PROBLEMA BREVE 1 » En el texto sobre Haroldo Conti y Vals con Bashir, ¿en qué año publicó García Márquez en El País el artículo que anunciaba el asesinato de Conti?
PROBLEMA BREVE 2 » Enumera los títulos de libros y películas que aparecen en el texto sobre Haroldo Conti y Vals con Bashir.
PROBLEMA BREVE 3 » Prosigue el texto sobre Haroldo Conti y Vals con Bashir a partir de su última frase.
***** TEXTO MOSTRADO
Una de las reseñas que el año pasado escribí para El Cultural de El Mundo trataba de los Cuentos completos de Haroldo Conti, uno de los grandes maestros del relato, que tuvo la desgracia de ser secuestrado en su domicilio en 1976 por los monstruos de la dictadura argentina y “desaparecer” para siempre a la edad de 51 años. Recuerdo cómo me impresionaron algunos de sus cuentos, verdaderas obras maestras, pero también el tremendo efecto que me produjo que la edición de Bartleby editores, estuviera precedida de un prólogo de García Márquez (buen amigo de Conti) que se correspondía con el artículo que el colombiano escribió en El País en 1981, anunciando al mundo la noticia segura de que Conti había sido asesinado. El prólogo, hermoso y terrible, proporcionaba todos los detalles del último día en libertad de Haroldo Conti, las últimas pinceladas del cuento que había estado escribiendo esa misma mañana en su despacho, la ayuda en las tareas escolares a sus hijos, cómo salió al cine con su esposa y al regresar encontraron instalados en su casa a los verdugos, las torturas, las vejaciones, la dolorosa separación… Treinta y tantos años después, el recuerdo minucioso y sin disimulos de lo que ocurrió, producía en nosotros dos sensaciones: por un lado, agradecimiento por lo que es de justicia (que toda la verdad se sepa), por otro: terror, repugnancia, asco por la barbarie de que es capaz el “ser humano”.
Una película reciente (Vals con Bashir) y un libro de Coetzee (Elizabeth Costello) hacen que siga dándole vueltas a este asunto del tratamiento del mal y la necesidad de hacer memoria. La película, israelo-francesa-alemana (que ganó el Globo de Oro y a punto estuvo de conseguir también el Oscar a la mejor película extranjera) cuenta la historia del propio Ari Folman (director), cuando no era un cineasta, sino un joven soldado israelí enviado a tomar parte en la guerra del Líbano a comienzos de los ochenta durante la terrible masacre de Sabra y Chatila. El esquema de la narración: la memoria de Ari parece haberse defendido de aquel horror con el paso de los años borrando inexplicablemente aquellos acontecimientos que a otros dejaron tanta huella. Por ello la película es una investigación, una reconstrucción a partir de los testimonios de quienes allí estuvieron y sí recuerdan e incluso quedaron en adelante desquiciados. Como Edipo, el protagonista quiere a todo trance saber, aunque sus pesquisas no hagan sino acorralarlo conforme revelan la parte de culpa que le correspondió. Asumir la culpa puede ser liberador aparte de angustioso. El director elige para su cinta el formato de un raro comic documental, que subraya el carácter onírico de la experiencia regresiva, pero además parece funcionar como un filtro para el espectador ante el espanto del mal en estado puro.
**********
***** EXTRACTOS DE REGISTROS
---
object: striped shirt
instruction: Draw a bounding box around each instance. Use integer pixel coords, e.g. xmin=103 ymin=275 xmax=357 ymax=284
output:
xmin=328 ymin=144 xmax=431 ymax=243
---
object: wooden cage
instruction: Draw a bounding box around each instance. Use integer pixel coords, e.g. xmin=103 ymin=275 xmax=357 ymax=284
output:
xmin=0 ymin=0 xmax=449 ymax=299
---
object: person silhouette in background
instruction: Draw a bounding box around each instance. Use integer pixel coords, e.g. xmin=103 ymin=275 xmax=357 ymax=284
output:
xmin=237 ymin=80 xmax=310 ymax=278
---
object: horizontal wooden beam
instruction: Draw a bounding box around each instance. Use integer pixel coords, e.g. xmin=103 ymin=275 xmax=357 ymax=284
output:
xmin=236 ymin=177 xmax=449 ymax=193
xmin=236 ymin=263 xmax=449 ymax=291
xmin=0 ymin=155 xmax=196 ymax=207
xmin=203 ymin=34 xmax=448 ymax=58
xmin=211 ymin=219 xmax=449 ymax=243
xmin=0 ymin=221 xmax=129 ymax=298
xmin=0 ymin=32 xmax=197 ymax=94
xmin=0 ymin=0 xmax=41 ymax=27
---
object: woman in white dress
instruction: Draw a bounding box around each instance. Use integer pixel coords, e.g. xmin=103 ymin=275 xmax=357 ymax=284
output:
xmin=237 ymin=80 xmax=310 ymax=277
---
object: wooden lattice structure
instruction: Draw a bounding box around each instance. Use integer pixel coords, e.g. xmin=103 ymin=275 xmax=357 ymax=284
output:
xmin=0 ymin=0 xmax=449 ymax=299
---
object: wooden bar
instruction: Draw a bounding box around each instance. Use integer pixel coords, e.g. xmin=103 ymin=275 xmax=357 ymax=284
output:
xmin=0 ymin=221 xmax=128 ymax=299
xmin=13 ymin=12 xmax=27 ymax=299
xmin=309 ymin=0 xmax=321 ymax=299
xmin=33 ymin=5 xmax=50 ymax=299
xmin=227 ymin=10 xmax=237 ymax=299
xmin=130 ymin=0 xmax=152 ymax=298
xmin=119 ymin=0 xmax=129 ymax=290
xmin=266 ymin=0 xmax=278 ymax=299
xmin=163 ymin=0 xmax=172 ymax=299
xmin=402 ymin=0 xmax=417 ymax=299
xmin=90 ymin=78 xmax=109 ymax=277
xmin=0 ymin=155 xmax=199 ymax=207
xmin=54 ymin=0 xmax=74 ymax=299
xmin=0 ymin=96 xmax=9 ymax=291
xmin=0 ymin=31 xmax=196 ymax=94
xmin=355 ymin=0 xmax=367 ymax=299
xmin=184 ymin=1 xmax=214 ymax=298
**********
RESULTADO ESPERADO 1 » En 1981.

RESULTADO ESPERADO 2 » Cuentos completos, Vals con Bashir y Elizabeth Costello.

RESULTADO ESPERADO 3 »
Quiero ahora referirme a J. M. Coetzee, a su tratamiento del “problema del mal” en la obra Elizabeth Costello. Elizabeth Costello –alter ego del autor en este libro- es una escritora australiana anciana que recibe una invitación para participar en Amsterdam en un ciclo de conferencias en torno al asunto del mal. Ella acaba de leer un libro de Paul West que la ha dejado abatida, acerca del famoso complot de un grupo de oficiales nazis liderados por Von Stauffenberg para atentar contra Hitler. Como se sabe, un intento fallido que les costó muy caro. Las descripciones brutales de Paul West acerca de la salvaje ejecución de los conspiradores, el detalle morboso del ritual y las palabras brutales, vejatorias, que el verdugo dirigió a aquellos ancianos antes de ejecutarlos en aquel sótano de los horrores, hacen que Elizabeth Costello sienta que las palabras de West insuflan nueva vida al mal puro, incluso a lo diabólico. Ella, partidaria de la verdad y del recuerdo, se pregunta, sin embargo, no sólo si era realmente necesario ese lujo “obsceno” de detalles, sino también si es posible que un escritor o un lector salgan indemnes después de relatar o leer algo semejante. Costello no invita a la desmemoria, pero plantea que tal vez sea mejor que los genios malignos reposen para siempre en el interior de su botella. Sobre ese tema versa su conferencia, y la casualidad hace que el mismísimo Paul West esté en la lista de ponentes e incluso se aloje en el mismo hotel que ella. Un espectador dirá tras su charla que lo que le ocurre a Costello es que es un “recipiente débil”, de poco aguante. No puedo, ni quiero ahora desvelar el resto. Como suele decirse, los libros están para leerlos. Me limitaré a citar a modo de enumeración algunos fragmentos que me han impresionado en este asunto de cómo abordar el mal en las narraciones.
“¿Es posible que aquella noche hubiera testigos que (...) antes de que se les borrara la memoria para salvarse a sí misma, escribieran, con unas palabras que debieron de calcinar la página, un relato de lo que habían visto?”
“Obscenidad. Esa es la palabra… significa fuera de escena. Para salvar nuestra humanidad, ciertas cosas que tal vez queramos ver (¡queremos ver porque somos seres humanos!) deben permanecer fuera de escena”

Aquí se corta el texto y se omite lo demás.